DATA SHOWN
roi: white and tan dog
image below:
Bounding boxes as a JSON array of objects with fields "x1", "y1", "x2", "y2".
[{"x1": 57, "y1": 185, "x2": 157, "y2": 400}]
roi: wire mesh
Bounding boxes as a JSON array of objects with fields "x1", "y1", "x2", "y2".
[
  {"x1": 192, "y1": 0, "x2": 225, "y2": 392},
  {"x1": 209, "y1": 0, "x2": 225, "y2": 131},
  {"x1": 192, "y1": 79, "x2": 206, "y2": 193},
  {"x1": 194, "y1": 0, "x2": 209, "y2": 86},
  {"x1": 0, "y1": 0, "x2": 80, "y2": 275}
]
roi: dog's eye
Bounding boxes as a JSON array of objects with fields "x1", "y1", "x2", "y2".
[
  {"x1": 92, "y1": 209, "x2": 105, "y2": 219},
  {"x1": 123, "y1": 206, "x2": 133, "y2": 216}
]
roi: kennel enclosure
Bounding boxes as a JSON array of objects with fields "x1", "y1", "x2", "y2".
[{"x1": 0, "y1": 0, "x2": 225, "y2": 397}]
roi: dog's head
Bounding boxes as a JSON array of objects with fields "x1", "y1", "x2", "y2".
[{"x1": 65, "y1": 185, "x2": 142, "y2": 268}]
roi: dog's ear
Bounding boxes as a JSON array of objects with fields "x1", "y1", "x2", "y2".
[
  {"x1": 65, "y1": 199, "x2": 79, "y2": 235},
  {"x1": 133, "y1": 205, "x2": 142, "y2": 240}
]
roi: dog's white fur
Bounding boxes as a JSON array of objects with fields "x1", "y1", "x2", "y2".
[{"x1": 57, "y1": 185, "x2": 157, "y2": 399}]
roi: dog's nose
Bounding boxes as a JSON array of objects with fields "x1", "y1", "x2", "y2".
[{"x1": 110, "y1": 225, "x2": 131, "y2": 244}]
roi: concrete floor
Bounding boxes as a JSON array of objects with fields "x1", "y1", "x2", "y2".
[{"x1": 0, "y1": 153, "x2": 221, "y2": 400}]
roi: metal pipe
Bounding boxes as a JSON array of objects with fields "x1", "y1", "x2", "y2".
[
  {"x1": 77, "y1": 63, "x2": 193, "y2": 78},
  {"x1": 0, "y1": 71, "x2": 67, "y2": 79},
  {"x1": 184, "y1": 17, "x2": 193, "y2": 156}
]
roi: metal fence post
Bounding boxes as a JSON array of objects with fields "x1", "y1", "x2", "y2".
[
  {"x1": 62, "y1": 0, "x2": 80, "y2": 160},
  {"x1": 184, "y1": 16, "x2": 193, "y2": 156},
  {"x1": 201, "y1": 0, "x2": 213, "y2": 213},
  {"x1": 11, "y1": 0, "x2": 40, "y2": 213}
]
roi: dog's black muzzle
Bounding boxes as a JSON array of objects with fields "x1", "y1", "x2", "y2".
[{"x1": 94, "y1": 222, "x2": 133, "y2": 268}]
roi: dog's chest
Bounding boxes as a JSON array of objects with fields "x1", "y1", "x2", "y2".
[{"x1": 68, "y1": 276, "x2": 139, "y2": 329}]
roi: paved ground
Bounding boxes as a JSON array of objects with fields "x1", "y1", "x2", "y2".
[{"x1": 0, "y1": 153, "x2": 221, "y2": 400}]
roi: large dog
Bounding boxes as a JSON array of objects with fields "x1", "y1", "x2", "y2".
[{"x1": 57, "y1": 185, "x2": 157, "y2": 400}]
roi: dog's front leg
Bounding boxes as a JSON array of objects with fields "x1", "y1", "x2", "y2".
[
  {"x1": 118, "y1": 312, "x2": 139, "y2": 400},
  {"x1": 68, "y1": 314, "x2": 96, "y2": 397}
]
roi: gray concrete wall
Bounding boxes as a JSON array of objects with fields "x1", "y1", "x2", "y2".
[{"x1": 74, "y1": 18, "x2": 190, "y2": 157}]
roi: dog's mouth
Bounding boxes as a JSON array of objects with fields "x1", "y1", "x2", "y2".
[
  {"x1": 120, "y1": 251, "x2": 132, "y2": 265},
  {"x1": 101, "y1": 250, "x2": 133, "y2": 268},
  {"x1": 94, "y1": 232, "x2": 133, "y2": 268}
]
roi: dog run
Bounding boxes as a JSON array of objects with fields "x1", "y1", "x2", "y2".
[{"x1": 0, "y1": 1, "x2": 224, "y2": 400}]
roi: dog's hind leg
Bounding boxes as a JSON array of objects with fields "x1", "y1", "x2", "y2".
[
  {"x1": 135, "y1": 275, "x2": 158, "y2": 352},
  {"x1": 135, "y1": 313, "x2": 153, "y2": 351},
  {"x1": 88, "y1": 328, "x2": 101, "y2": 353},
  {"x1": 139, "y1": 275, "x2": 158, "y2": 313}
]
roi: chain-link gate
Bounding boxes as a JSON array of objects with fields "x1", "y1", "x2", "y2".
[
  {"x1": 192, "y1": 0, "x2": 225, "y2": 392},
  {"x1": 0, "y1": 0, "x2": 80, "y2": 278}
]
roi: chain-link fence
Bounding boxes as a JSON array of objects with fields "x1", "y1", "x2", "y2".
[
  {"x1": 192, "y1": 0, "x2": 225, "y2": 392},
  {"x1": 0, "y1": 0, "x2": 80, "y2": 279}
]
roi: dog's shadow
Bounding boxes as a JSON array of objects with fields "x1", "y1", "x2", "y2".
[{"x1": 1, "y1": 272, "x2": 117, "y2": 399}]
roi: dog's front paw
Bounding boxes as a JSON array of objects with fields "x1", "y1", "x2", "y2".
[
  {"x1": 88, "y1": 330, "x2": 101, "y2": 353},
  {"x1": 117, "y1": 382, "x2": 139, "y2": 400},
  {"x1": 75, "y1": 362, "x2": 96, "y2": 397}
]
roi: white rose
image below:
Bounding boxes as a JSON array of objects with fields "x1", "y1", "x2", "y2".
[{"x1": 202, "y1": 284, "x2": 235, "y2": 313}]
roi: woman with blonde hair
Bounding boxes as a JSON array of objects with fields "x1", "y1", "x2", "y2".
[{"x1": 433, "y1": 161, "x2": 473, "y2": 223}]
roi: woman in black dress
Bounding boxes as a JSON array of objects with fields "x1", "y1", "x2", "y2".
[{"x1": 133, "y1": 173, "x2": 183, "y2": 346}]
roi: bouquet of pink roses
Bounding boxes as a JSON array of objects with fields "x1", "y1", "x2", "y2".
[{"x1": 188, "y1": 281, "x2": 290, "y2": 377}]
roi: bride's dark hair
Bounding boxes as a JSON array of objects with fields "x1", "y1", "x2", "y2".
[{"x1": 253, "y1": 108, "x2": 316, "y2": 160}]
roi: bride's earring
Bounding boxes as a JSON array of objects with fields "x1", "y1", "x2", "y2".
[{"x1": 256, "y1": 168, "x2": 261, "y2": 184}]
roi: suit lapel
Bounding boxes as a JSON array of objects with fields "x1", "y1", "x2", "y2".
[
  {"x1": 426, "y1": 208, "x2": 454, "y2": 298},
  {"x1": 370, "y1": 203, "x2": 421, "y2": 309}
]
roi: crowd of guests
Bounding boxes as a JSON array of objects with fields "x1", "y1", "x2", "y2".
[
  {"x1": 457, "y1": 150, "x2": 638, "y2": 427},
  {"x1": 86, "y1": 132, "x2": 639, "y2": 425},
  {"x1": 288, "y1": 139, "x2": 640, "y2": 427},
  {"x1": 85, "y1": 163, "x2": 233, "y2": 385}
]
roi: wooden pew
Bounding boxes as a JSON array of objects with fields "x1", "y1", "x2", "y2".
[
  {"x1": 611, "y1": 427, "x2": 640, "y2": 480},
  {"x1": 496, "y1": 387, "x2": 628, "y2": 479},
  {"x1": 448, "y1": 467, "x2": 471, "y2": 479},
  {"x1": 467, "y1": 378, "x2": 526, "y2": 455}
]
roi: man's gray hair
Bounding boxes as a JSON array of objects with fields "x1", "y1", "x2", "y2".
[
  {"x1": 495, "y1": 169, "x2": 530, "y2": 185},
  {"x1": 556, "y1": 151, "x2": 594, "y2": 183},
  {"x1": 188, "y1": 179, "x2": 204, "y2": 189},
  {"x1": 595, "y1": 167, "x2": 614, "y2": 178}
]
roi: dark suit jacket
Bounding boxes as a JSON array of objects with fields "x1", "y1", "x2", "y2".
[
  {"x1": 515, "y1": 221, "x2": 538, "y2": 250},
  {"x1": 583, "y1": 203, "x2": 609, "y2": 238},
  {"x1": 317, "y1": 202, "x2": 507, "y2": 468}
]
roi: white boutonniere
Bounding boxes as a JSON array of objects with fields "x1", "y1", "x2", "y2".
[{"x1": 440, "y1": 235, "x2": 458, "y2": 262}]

WORK INSTRUCTIONS
Search the entries above for the word "black" and count the lines that hold it. Reply with only that number.

FINISHED TASK
2